### Document segment

Lancet study says 71,000 care home places needed in the next eight years


Posted on August 16th, by geoff in Caring Times. Comments Off on Lancet study says 71,000 care home places needed in the next eight years

An analysis of care needs in 2011 compared to 1991, published in The Lancet, suggests that the ageing population combined with greater levels of dependency means that, at current levels of provision, there will be a shortfall of more than71,000 care home places by 2025.

The study compares levels of dependency in adults aged 65 years and over in England in 1991 and 2011 – 15000 adults in total, who were classed as high dependency if they required 24-hour care, medium dependency if they required care at regular times each day, low dependency if they required care less than daily, or independent.

Professor Carol Jagger, lead author from Newcastle University, said the past 20 years had seen continued gains in life expectancy, but not all of these years were healthy years.

“Our study suggests that older people today are spending more of their remaining life with care needs,” said Prof. Jagger.

“Though most of the extra years are spent with low dependency – including help with activities such as washing, shopping or doing household tasks – older men and women are spending around one year more requiring 24-hour care. This finding, along with the increasing number of older adults with higher rates of illness and disability, is contributing the current social care crisis.

“We estimate that by 2025, there will be an additional 353,000 older people with complex care needs that require sustained input from family carers or community health and social care teams to support independent living. While many of these people will live in the community, at current rates of provision, this will mean a shortfall of over 71,000 care home places by 2025.”

Writing in a linked comment, Sir Andrew Dilnot, University of Oxford, and author of the Dilnot report on social care funding, said expenditure on the care of older people would need to increase substantially and quickly.

“It will be important to ensure that this expenditure is managed efficiently, and in particular that the boundary between health care and social care is well handled,” said Sir Andrew.

“In England, for example, there is substantial difficulty in so-called delayed discharges, where patients remain in (more expensive) hospital care, despite being fit to leave, because it has not been possible to arrange social care for them, which is less expensive and also more appropriate.

“Although the overall amount of care needed will increase substantially, this increase does not mean that every individual will need large amounts of care. On average, as Kingston and colleagues showed in their study, high dependency will last for only about a year. But for a minority it will last for much longer, and the fear of that is a powerful one.”

Stored records:
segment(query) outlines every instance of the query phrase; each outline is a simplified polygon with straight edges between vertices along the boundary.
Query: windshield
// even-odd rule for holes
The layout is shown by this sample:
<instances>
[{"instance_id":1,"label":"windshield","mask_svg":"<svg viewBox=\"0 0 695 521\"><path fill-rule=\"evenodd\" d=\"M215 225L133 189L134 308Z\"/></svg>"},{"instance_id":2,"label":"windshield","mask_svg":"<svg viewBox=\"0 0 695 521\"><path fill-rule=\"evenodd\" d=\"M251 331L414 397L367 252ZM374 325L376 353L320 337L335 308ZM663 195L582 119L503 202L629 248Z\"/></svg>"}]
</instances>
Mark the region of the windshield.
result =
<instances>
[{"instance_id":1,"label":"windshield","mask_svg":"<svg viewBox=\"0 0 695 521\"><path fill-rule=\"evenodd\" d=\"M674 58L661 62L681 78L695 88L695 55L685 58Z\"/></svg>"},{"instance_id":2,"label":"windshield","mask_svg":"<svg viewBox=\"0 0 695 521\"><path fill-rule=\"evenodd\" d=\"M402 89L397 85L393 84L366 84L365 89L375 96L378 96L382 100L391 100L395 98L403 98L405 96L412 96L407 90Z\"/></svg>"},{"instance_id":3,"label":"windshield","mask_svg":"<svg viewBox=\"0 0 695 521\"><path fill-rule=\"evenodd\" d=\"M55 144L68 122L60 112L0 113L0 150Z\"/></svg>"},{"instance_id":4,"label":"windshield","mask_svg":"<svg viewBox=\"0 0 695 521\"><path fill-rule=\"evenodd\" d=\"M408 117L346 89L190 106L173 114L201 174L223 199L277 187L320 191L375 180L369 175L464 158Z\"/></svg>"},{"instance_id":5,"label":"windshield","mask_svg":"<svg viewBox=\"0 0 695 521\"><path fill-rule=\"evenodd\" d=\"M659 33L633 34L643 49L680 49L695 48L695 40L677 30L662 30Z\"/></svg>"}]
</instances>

### Directions
Why does Sir Andrew Dilnot call delayed discharges a difficulty in the care home article? Answer in one to three sentences.

### Answer below
In delayed discharges, patients who are fit to leave remain in more expensive hospital care because social care could not be arranged for them. That social care would be less expensive and also more appropriate.